• **WORK TO COMPLETE**:
a) Answer these from the visa overstay passage:
(i) What is the maximum fine for overstaying?
(ii) Where is the fine technically supposed to be paid?
(iii) What is the penalty for someone caught in irregular status?
b) Print the stretch of the visa overstay passage from "When you leave" through "to avoid complications.", unchanged.

• **PASSAGE**:
Once you’ve overstayed your tourist visa you will be subject to a fine of R$100 per day that you overstay, with the maximum fine being R$10,000. Whether you overstay 100 days or 10 years the fine is the same.
When you leave Brazil via airport, if they notice that you’ve overstayed they will take you into the back room and make you sign a form acknowledging that you’ve overstayed and that you agree to paying the fine. They will also leave a nasty stamp in your passport saying that you’ve overstayed and that you have an outstanding fine. Make sure you have the form they give you with you when you return to Brazil in order to avoid complications.
You’re technically supposed to pay this fine at a Banco do Brasil outside of Brazil, but in practice you’ll probably pay this fine when you try to reenter Brazil. If the immigration officer notices that you’ve overstayed he will hold onto your passport while you go to a bank or casa loterica to pay your fee. In some cases people have been sent back on the plane they came in on because their flight arrived in the middle of the night when banks were closed and the immigration officer didn’t want to be responsible for them. To avoid complications, bring Reais with you and arrive during normal business hours.
It’s also possible to go to the airport a day before your flight and pay the fine so that you don’t have to do this on the way back.
It’s worth noting that once you overstay your tourist visa you have committed an administrative infraction and have achieved irregular status. The penalty if you are caught is deportation and you will not be allowed back in until your period starts over.

• **SUPPLIED DATA**:
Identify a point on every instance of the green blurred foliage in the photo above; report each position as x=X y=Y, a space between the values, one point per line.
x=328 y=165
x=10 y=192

• **ANSWERS PER TASK**:
a)
(i) R$10,000.
(ii) At a Banco do Brasil outside of Brazil.
(iii) Deportation.

b)
When you leave Brazil via airport, if they notice that you’ve overstayed they will take you into the back room and make you sign a form acknowledging that you’ve overstayed and that you agree to paying the fine. They will also leave a nasty stamp in your passport saying that you’ve overstayed and that you have an outstanding fine. Make sure you have the form they give you with you when you return to Brazil in order to avoid complications.